▶ Work instructions: The tail of the records, from the line containing "Where can you see the antenna" through the final line, should be printed exactly and on its own.

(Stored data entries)

:::

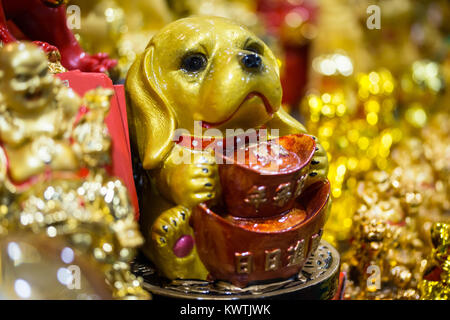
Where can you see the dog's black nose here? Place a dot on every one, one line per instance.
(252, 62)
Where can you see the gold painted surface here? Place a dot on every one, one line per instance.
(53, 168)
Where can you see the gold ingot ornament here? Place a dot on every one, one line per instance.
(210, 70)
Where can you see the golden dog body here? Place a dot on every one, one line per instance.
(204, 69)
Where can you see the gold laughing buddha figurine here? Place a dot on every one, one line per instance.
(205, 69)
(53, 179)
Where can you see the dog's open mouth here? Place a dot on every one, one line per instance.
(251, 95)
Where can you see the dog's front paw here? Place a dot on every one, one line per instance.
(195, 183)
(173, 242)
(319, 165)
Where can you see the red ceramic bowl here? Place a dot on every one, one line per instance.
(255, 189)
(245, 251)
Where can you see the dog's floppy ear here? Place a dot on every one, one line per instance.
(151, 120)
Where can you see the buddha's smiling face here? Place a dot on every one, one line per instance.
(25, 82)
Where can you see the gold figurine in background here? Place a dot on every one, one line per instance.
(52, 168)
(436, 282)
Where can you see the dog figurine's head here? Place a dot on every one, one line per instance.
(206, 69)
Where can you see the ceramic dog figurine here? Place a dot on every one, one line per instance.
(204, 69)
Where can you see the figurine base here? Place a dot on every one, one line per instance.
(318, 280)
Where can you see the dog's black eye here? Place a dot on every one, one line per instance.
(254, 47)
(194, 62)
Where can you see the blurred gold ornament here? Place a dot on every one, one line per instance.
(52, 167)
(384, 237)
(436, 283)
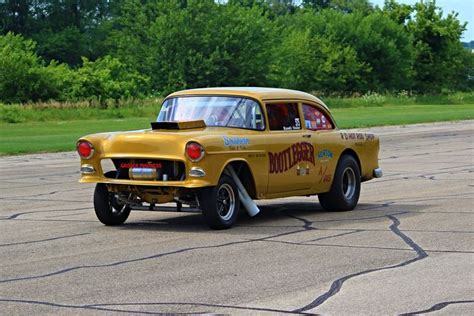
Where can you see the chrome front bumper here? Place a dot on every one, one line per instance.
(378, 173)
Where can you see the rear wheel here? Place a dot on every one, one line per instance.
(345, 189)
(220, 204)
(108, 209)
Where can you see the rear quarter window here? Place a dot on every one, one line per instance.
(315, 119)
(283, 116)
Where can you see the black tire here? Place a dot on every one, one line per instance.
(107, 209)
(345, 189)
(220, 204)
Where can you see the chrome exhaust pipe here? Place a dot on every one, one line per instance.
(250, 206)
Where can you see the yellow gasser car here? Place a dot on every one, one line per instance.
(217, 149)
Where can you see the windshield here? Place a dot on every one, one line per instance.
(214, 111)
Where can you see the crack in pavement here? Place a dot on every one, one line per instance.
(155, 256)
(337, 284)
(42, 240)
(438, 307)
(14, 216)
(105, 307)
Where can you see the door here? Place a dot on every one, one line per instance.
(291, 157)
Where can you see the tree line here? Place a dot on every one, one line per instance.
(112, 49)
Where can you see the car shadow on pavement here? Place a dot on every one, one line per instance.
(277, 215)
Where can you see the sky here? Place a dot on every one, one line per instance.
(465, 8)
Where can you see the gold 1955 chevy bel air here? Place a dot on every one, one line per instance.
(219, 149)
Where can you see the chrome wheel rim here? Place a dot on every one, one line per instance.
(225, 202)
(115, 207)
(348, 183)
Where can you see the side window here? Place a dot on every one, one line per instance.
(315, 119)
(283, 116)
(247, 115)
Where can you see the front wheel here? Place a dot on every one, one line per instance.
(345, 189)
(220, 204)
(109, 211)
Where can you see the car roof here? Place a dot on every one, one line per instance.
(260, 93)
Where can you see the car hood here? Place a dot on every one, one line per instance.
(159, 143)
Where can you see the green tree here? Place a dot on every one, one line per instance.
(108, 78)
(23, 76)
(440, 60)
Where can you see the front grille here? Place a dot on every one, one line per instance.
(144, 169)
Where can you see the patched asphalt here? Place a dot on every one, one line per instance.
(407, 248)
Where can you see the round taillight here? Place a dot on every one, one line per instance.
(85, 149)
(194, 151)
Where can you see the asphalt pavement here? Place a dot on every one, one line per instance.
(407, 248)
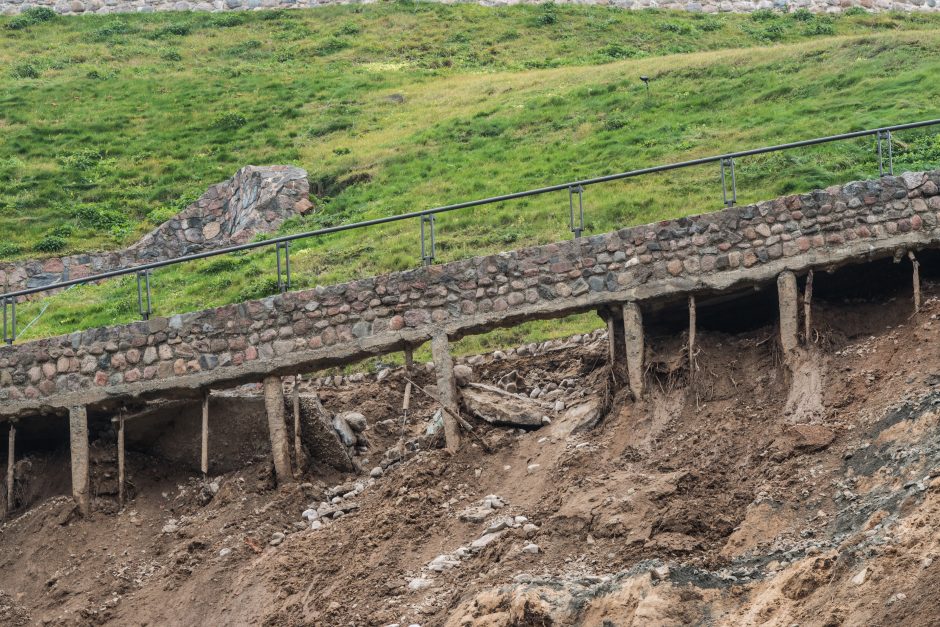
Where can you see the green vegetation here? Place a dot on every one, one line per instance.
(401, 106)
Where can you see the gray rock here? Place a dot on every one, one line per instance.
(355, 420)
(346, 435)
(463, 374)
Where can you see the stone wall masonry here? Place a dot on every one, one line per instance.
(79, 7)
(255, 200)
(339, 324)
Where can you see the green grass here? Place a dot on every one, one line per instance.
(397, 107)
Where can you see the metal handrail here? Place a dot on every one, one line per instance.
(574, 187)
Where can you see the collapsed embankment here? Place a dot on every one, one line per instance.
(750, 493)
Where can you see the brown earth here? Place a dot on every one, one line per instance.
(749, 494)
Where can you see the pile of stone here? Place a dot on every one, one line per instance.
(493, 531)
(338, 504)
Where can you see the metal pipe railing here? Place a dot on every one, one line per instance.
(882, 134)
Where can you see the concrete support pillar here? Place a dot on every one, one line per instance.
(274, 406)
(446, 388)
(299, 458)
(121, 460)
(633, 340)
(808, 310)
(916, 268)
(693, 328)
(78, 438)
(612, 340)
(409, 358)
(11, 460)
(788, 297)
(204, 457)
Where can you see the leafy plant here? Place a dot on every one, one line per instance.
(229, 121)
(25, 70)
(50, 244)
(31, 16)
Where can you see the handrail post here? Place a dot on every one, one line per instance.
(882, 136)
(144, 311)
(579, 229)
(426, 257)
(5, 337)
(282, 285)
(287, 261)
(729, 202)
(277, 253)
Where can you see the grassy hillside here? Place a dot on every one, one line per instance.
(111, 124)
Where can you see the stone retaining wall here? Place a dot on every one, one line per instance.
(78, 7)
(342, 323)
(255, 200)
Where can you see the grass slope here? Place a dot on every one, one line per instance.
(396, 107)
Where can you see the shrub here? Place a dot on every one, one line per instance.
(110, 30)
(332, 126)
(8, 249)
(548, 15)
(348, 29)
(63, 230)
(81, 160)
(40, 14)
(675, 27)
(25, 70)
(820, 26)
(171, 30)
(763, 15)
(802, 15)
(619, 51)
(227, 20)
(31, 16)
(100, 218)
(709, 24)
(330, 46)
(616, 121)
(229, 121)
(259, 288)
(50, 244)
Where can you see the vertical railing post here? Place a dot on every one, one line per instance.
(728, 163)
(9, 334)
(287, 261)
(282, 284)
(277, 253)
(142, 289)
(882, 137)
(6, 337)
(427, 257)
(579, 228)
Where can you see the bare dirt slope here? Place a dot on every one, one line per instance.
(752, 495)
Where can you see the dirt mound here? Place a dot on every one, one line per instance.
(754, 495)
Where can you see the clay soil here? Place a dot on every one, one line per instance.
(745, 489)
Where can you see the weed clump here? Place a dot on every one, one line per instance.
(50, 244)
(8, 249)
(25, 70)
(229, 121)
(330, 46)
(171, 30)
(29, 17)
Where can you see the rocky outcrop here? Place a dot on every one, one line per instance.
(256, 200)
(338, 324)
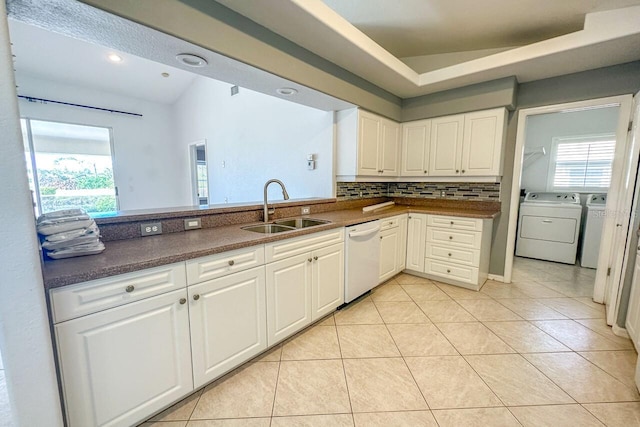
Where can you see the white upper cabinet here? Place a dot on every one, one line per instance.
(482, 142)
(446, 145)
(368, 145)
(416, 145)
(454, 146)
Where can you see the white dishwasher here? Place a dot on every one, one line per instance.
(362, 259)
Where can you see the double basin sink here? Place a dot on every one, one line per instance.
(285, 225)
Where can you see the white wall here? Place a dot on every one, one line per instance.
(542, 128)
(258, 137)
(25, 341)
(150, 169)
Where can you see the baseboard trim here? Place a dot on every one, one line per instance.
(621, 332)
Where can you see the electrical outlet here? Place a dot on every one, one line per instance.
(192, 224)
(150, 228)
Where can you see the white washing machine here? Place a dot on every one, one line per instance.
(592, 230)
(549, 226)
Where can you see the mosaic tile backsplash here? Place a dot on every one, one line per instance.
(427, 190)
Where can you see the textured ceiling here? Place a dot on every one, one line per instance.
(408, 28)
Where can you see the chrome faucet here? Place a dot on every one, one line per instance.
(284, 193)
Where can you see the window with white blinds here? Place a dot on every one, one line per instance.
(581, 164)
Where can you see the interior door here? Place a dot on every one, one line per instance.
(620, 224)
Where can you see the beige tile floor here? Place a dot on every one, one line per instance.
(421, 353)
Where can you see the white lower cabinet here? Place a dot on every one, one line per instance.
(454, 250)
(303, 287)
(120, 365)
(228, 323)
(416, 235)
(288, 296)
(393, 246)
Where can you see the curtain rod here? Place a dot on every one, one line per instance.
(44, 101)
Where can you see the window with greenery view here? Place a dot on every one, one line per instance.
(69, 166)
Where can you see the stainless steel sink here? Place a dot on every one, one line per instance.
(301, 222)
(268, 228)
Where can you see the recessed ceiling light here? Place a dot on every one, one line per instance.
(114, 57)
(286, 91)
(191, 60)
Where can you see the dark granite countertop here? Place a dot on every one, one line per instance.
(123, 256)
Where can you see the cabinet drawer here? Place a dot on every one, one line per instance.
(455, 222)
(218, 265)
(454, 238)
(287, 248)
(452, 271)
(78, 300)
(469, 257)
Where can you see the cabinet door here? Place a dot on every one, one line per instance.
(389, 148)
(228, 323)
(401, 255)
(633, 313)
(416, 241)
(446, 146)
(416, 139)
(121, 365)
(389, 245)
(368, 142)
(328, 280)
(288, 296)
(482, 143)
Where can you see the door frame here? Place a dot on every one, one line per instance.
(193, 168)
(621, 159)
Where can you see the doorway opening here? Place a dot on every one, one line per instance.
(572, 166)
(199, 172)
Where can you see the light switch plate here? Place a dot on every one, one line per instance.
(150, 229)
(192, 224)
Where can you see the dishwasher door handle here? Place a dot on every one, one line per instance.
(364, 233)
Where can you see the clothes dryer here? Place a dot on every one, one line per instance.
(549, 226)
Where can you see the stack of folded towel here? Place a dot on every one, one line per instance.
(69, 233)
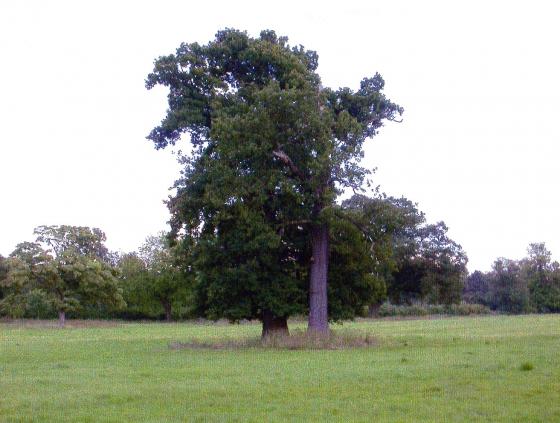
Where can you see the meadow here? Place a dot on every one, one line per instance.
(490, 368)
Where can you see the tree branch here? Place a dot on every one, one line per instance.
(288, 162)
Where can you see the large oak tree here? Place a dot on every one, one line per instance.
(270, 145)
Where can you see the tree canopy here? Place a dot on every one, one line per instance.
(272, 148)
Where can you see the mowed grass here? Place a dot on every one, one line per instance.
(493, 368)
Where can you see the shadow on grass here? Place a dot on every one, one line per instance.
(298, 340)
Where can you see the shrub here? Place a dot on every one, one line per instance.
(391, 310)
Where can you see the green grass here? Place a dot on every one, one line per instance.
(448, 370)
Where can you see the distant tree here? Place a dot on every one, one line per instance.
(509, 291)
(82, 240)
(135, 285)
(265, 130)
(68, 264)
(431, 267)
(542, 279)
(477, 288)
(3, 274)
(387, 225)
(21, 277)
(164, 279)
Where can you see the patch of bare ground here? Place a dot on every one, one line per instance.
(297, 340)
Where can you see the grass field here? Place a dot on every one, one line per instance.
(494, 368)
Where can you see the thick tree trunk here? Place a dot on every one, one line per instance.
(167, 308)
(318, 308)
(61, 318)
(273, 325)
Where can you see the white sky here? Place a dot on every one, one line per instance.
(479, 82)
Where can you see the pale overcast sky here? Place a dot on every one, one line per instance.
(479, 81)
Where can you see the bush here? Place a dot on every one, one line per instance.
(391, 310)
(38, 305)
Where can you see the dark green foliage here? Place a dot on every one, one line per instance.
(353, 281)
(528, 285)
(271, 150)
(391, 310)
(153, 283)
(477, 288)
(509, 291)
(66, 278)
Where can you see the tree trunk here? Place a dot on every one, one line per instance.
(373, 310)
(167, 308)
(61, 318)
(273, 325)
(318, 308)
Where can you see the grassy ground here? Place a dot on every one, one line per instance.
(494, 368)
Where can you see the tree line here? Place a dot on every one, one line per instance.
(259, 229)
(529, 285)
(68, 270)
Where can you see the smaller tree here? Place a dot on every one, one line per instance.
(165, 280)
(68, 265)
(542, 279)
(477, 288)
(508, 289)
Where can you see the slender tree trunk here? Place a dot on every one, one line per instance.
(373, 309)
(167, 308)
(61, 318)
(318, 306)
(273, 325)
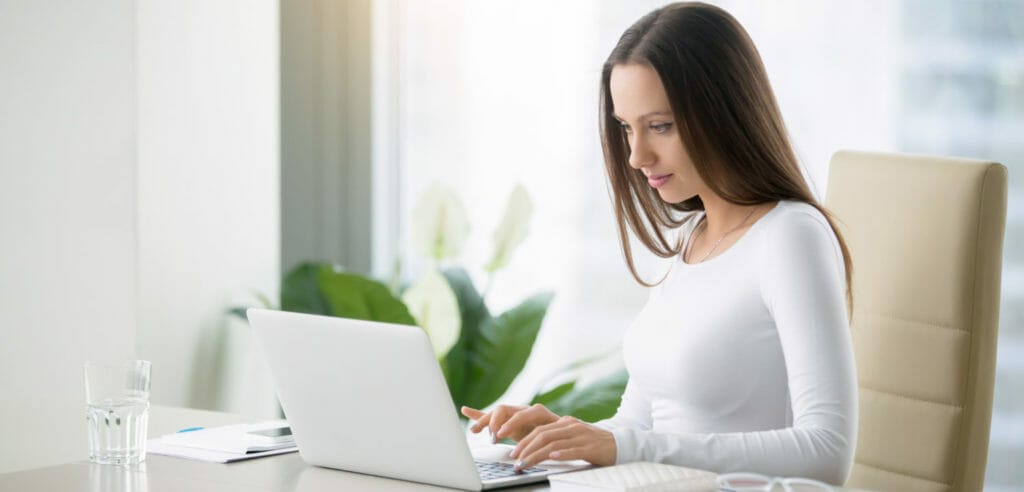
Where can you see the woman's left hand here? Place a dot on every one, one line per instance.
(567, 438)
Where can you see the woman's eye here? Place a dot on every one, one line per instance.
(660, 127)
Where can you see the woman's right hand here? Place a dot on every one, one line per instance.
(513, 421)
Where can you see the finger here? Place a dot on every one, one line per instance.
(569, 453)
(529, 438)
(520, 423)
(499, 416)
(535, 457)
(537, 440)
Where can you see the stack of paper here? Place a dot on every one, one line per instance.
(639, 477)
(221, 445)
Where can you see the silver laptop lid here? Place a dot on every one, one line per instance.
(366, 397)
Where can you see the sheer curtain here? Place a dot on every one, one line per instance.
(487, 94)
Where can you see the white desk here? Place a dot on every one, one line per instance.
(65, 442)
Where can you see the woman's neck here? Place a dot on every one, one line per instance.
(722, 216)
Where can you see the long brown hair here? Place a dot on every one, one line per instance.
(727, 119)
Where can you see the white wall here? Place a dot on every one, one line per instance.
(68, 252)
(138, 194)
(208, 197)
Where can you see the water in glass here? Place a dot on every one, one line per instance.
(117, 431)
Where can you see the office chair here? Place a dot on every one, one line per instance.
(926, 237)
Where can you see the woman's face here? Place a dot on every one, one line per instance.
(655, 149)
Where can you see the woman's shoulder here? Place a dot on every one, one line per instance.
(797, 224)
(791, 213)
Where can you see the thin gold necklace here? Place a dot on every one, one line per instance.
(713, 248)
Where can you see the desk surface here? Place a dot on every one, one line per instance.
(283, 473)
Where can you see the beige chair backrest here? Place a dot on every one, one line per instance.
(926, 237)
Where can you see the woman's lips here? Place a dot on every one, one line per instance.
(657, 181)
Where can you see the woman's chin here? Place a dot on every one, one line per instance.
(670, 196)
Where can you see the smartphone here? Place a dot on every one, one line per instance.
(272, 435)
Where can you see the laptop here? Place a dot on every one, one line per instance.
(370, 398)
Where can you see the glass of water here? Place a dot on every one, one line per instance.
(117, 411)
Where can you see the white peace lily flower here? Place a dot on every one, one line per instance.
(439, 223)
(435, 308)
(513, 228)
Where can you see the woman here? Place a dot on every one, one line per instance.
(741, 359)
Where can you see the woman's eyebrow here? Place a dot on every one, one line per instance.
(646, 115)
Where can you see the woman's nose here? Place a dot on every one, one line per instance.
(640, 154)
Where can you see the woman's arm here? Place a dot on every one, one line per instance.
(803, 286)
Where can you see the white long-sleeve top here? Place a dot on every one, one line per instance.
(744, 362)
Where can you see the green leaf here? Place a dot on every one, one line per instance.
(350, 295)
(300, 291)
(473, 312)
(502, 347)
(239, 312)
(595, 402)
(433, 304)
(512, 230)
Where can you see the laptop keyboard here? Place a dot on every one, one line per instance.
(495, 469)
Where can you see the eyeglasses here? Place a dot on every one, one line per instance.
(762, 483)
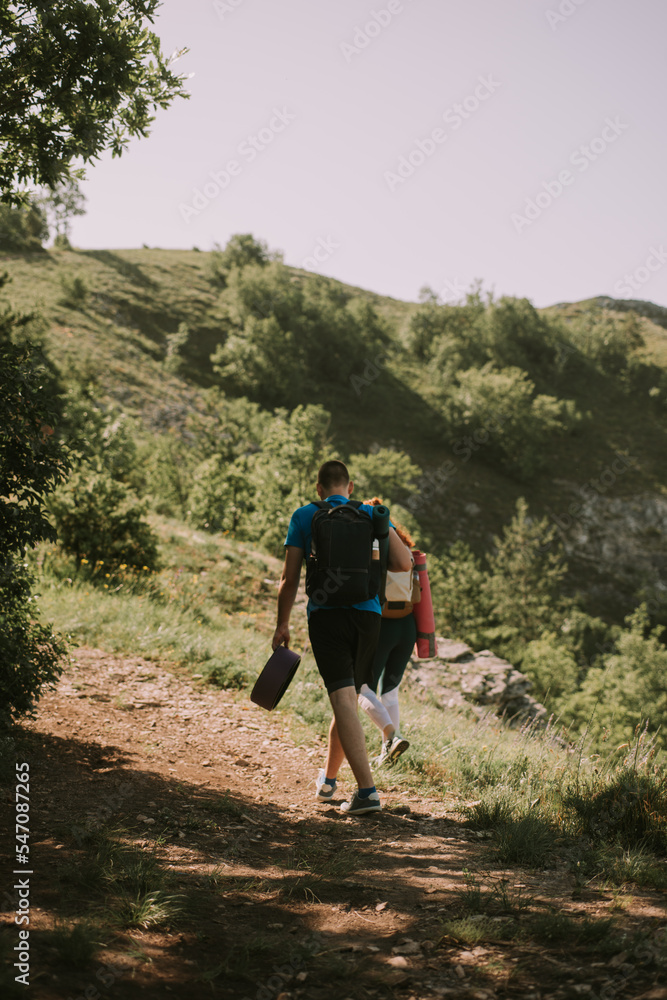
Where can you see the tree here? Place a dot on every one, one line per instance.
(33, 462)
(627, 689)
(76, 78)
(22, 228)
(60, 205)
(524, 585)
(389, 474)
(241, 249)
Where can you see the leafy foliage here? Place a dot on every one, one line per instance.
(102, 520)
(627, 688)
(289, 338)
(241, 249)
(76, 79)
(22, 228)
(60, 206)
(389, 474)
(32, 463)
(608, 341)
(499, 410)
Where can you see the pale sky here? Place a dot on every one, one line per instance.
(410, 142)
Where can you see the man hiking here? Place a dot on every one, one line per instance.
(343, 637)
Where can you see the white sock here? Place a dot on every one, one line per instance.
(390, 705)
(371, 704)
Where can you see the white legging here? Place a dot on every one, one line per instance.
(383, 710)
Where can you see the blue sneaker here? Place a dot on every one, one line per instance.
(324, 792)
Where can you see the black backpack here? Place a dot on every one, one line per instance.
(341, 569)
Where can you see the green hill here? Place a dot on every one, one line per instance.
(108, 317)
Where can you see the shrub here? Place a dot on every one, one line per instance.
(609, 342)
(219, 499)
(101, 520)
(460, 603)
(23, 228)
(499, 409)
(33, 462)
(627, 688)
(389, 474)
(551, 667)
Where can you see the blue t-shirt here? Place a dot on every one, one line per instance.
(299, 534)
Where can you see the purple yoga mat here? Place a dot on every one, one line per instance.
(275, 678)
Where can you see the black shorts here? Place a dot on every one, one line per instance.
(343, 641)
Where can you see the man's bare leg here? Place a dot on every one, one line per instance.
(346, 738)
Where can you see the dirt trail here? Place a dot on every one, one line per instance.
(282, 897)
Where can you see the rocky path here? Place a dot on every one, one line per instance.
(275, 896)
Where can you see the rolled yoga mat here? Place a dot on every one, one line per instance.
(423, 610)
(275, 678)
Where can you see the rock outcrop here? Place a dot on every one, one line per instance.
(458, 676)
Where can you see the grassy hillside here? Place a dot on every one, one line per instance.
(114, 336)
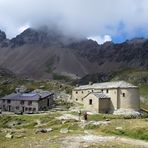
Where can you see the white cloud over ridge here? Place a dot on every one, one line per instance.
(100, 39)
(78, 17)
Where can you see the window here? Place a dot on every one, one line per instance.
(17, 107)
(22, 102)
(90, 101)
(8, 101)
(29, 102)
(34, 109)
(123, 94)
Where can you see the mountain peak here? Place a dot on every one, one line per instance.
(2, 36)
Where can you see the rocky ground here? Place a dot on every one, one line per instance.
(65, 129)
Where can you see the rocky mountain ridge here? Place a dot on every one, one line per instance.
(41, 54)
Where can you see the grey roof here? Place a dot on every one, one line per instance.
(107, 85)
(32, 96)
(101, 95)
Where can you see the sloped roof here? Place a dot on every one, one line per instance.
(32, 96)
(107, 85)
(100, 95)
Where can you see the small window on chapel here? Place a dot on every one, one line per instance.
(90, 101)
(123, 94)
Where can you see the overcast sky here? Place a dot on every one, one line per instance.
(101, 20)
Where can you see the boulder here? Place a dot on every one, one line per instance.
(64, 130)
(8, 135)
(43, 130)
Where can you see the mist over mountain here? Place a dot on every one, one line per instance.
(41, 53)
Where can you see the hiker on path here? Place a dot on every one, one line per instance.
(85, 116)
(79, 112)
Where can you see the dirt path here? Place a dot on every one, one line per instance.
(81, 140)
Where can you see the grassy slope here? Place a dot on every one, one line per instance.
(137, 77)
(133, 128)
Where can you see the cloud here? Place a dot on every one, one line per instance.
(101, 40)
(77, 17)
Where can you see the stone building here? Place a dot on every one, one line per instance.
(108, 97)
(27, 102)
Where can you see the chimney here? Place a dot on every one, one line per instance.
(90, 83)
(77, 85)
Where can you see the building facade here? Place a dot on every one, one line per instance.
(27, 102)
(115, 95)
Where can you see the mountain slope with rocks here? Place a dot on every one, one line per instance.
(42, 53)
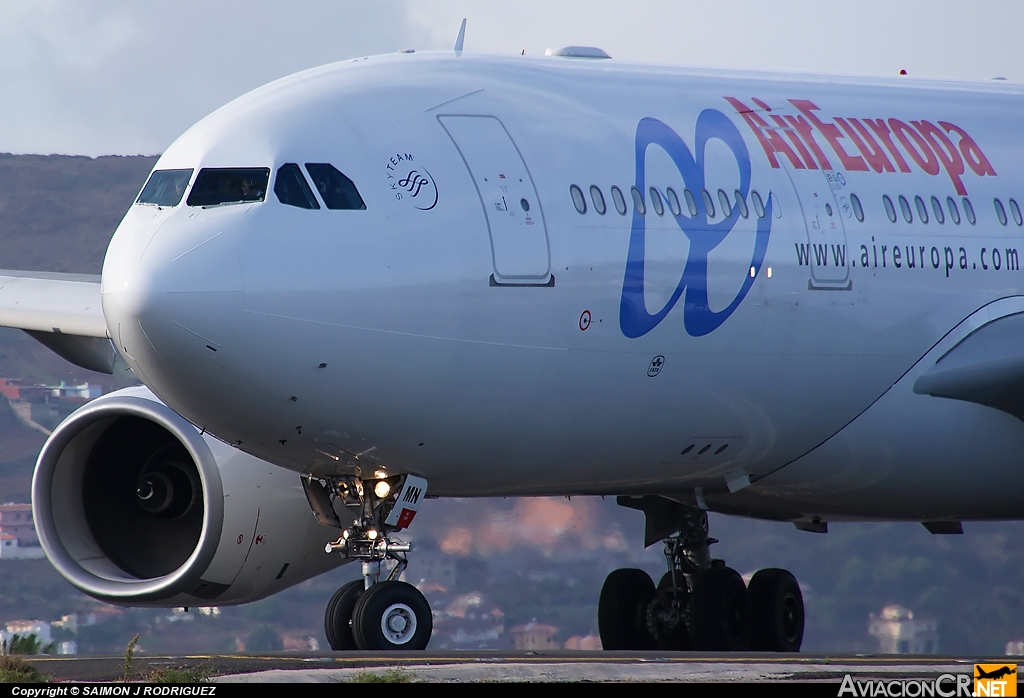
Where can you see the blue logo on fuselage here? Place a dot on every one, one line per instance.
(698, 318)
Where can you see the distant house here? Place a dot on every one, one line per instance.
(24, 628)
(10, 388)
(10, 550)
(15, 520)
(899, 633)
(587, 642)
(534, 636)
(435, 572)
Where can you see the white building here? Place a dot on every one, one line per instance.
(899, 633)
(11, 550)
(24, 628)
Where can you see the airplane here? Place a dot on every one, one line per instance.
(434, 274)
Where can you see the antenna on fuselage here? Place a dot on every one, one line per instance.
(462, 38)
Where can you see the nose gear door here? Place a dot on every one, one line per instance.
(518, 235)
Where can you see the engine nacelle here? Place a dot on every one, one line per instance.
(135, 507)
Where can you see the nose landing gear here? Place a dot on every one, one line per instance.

:::

▶ Answer space:
Where can you see the antenna on fuselage here? Place a dot on every one, one line per instance.
(462, 38)
Where can you see the nose gear door here? Place a dot on every one, one line per instance.
(518, 235)
Where can you see the engine nacelle here? Place a dot on every one, one line per instance.
(135, 507)
Where can you see the nose landing gear here? Place a dot on every one, one line per instance.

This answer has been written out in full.